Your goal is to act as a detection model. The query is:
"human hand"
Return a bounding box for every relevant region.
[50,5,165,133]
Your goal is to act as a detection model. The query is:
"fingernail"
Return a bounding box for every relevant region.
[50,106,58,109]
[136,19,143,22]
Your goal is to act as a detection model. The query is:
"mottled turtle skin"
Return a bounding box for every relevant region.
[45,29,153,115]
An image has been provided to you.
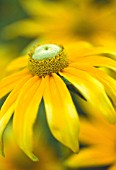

===============

[TASK OBJECTIVE]: Restate every line of the data above word for word, with the images removed.

[EXERCISE ANSWER]:
Your goal is to act as a detection model. The query is:
"human hand"
Return a bounding box for every relevant region.
[50,5,165,133]
Your goal is to act as a detection model. The query is:
"fingernail"
Return a bounding box for every relevant region.
[50,106,58,109]
[136,19,143,22]
Your goal is to act as a detection model. The query is:
"mottled turtle skin"
Return a bounding box for every relevant region.
[45,29,153,115]
An image has been provided to you.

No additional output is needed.